(Exercise inputs):
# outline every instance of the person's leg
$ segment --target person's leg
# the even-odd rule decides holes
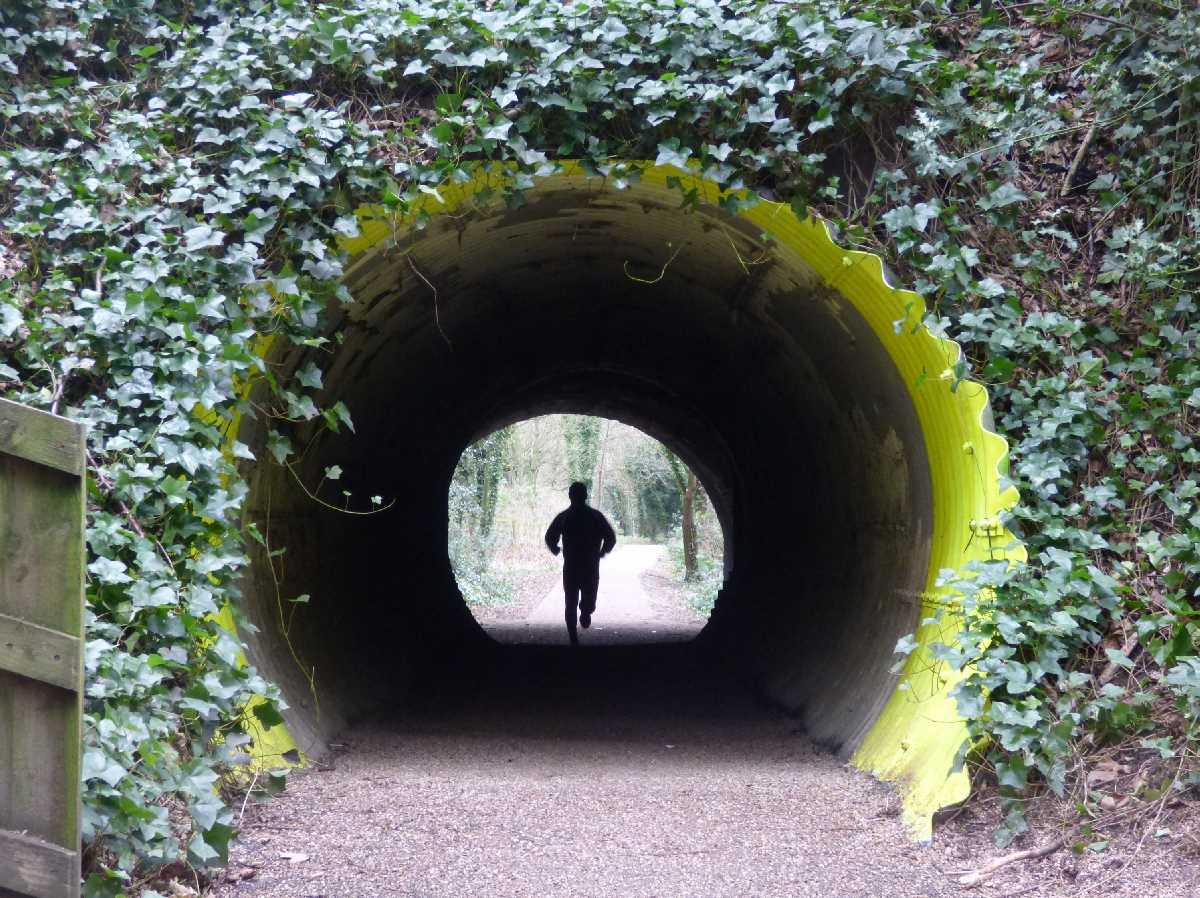
[[[574,573],[567,573],[563,570],[563,616],[567,621],[567,636],[571,638],[571,645],[579,644],[579,634],[575,631],[575,611],[579,606],[579,578]]]
[[[588,576],[580,583],[583,593],[579,603],[579,623],[583,629],[592,625],[592,613],[596,610],[596,594],[600,591],[600,570],[589,571]]]

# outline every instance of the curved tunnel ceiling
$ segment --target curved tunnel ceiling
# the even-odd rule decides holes
[[[667,187],[681,175],[649,168],[617,191],[568,167],[518,209],[476,208],[481,176],[423,229],[360,216],[332,349],[269,358],[284,376],[316,362],[356,431],[299,426],[294,474],[250,473],[251,517],[287,546],[286,565],[260,557],[247,579],[254,660],[307,749],[430,657],[486,651],[446,555],[461,451],[534,414],[616,418],[675,449],[721,518],[726,586],[702,639],[815,740],[903,781],[920,834],[965,790],[947,778],[962,729],[922,652],[896,690],[893,647],[938,601],[941,568],[1007,541],[993,526],[1014,499],[997,485],[1003,442],[979,423],[982,388],[945,376],[957,348],[894,326],[923,306],[878,259],[777,204],[681,209]],[[241,438],[261,450],[262,427]],[[349,516],[312,501],[299,482],[333,464],[329,501],[395,504]],[[299,593],[313,598],[285,640],[278,596]]]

(Required work): Copy every line above exactly; images stay out.

(Answer):
# outline every instance of the person's leg
$ segment --target person's leg
# the even-odd rule decides holes
[[[574,573],[567,573],[563,570],[563,616],[567,621],[567,636],[571,638],[571,645],[579,644],[579,634],[575,631],[575,611],[579,606],[579,578]]]
[[[588,576],[580,583],[583,593],[579,603],[579,623],[583,629],[592,625],[592,613],[596,610],[596,594],[600,591],[600,570],[589,571]]]

# outline every instance of the curved tunnel ceiling
$ segment --target curved tunnel ceiling
# the even-odd rule decides holes
[[[667,187],[681,175],[649,168],[617,191],[568,167],[518,209],[476,208],[481,176],[423,229],[360,216],[332,349],[269,358],[284,376],[316,362],[356,431],[299,426],[294,474],[250,473],[251,517],[287,546],[286,565],[260,557],[247,579],[254,660],[307,749],[430,657],[486,651],[446,555],[461,451],[534,414],[616,418],[675,449],[721,518],[726,586],[702,639],[815,740],[903,781],[920,834],[965,790],[947,778],[962,729],[922,652],[896,690],[893,647],[938,601],[941,568],[1007,541],[993,526],[1014,499],[997,485],[1003,442],[979,423],[982,388],[945,376],[957,348],[894,326],[923,306],[878,259],[777,204],[681,209]],[[241,438],[261,450],[262,427]],[[349,516],[312,501],[299,482],[333,464],[329,501],[395,504]],[[299,593],[313,598],[285,640],[278,596]]]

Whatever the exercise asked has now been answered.